◆ **SOURCE PASSAGE**
────────────────────────────────────────

Daylight Daylight

Steve Gunn plays guitar like people used to sign their names with quill and ink. His lines are long and looping, swiped through with flourishes and filigree that communicate in decoration what can’t be communicated in language. No matter the context—noisy improv, hearty indie rock, pastoral folk—his melodies feel like rags, like something you’d hear barreling from a player piano. But Gunn tends to play this music at a luxuriating pace, expressing emotions that might otherwise be shadowed by virtuosity. You might be tempted to call his music archeological if it didn’t feel so personal; it’s like with each flick of a finger, he’s brushing off years of dust. On Daylight Daylight, his first singer-songwriter album since 2021’s Other You, he exhales with a set of twilit, awestruck songs that testify to life in the shadow of death.

────────────────────────────────────────

◆ **DATA EXCERPT**
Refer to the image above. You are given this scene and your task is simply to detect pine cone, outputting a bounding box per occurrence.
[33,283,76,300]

────────────────────────────────────────

◆ **EXERCISE AIM**
Name every musical context the passage on Daylight Daylight gives for Gunn's playing.

◆ **REPLY TO THE EXERCISE**
Noisy improv, hearty indie rock, pastoral folk